Image-grounded pointing data:
____________

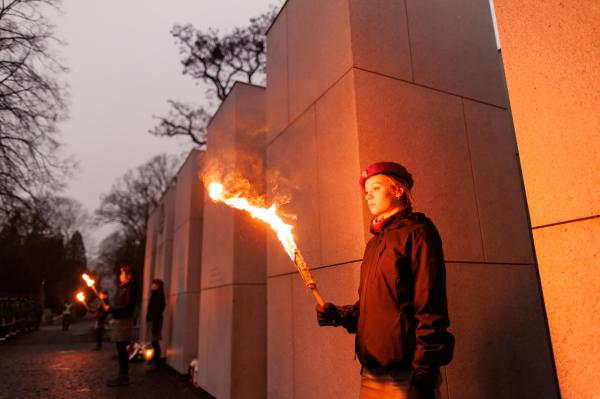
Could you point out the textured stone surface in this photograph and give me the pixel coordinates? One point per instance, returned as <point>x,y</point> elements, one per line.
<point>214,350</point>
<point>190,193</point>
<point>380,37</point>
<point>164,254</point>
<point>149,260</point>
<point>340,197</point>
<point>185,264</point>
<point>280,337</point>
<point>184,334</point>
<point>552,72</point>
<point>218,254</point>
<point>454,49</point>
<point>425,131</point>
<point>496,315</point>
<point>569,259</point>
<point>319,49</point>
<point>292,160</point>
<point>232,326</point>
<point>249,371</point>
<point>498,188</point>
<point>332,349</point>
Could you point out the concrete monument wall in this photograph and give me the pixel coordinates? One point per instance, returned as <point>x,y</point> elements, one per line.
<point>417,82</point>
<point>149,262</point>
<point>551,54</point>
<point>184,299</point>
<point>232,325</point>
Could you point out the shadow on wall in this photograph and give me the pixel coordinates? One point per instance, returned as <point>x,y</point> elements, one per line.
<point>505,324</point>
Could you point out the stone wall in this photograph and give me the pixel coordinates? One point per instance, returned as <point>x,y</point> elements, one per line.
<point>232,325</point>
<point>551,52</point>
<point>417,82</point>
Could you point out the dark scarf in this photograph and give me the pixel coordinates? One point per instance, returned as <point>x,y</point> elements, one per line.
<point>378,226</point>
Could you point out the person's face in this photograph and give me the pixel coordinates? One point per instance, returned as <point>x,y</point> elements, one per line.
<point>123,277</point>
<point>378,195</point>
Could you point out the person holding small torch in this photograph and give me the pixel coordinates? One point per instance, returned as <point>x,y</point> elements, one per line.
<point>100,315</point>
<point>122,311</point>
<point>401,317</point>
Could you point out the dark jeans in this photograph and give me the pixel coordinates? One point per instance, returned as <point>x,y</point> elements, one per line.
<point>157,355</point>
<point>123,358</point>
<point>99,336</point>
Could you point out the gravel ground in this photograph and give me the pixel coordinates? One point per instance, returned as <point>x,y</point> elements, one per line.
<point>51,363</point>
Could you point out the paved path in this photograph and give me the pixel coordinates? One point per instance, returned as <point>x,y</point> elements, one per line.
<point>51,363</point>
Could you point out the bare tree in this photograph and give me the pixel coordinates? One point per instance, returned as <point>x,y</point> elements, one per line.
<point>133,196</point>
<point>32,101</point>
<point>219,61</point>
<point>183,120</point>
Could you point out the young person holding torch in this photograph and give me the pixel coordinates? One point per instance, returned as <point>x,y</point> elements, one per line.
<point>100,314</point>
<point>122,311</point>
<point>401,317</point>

____________

* **Work instruction**
Your answer must consist of the entries, unchanged, with no pictures in it.

* **Reply to the task**
Could you point out the textured stone surface in this photograph and give me the pixel coordinates? One point per instance, returned as <point>x,y</point> elements, one per line.
<point>214,350</point>
<point>190,193</point>
<point>380,37</point>
<point>164,254</point>
<point>149,260</point>
<point>340,197</point>
<point>185,264</point>
<point>280,337</point>
<point>184,334</point>
<point>552,72</point>
<point>218,254</point>
<point>454,49</point>
<point>425,131</point>
<point>496,315</point>
<point>569,259</point>
<point>319,49</point>
<point>292,160</point>
<point>232,326</point>
<point>249,371</point>
<point>498,188</point>
<point>332,349</point>
Could you point out the concrete monument wall in this photograph and give me the pixel coordinates? One point per instance, returned as <point>x,y</point> elements, one per line.
<point>417,82</point>
<point>149,262</point>
<point>551,54</point>
<point>184,299</point>
<point>232,325</point>
Could you point out the shadow on wall in this photograph and give me the pixel coordinates? One point per instance, returned as <point>x,y</point> elements, one per line.
<point>505,324</point>
Could you point out the stone wall in this photograph and give me the pixel coordinates? One point per instance, returned as <point>x,y</point> elements, one per line.
<point>232,325</point>
<point>551,52</point>
<point>417,82</point>
Could you point out the dark scarf in this photograph and give me the pixel coordinates? One point per instance, returned as <point>x,y</point> elements, one per line.
<point>378,226</point>
Could you point out the person's face in this photograph and give me the pixel coordinates? One point per instance, returned as <point>x,y</point> elements, one per line.
<point>123,277</point>
<point>378,195</point>
Could you point out the person holding small torch in this photograph and give me the pixel coordinates? One point per instance, returned as <point>x,y</point> elements, one per line.
<point>100,315</point>
<point>122,311</point>
<point>401,317</point>
Could you point out the dark jeans in this photograph and give me the pixel coordinates? One point per instance, returned as <point>x,y</point> elements, one per line.
<point>157,355</point>
<point>123,358</point>
<point>99,336</point>
Could you point out the gravel ground in this photograph and give me the pixel coordinates? One point per instance, returned as <point>x,y</point> elements, one per line.
<point>51,363</point>
Could you point out the paved path in this photograph and give me the pixel coordinates? One point per instance, returned as <point>x,y</point> elements, one per line.
<point>51,363</point>
Could you point out the bare tree in this photograph and give me the pixel coordinates? One point per instance, returned as <point>x,y</point> elements, one per line.
<point>133,196</point>
<point>32,101</point>
<point>219,61</point>
<point>183,120</point>
Could you point out the young person holding torch in this photograph and give me the pixel coordinates? One point per instance, returned as <point>x,y</point> elements, one per line.
<point>100,314</point>
<point>122,311</point>
<point>401,317</point>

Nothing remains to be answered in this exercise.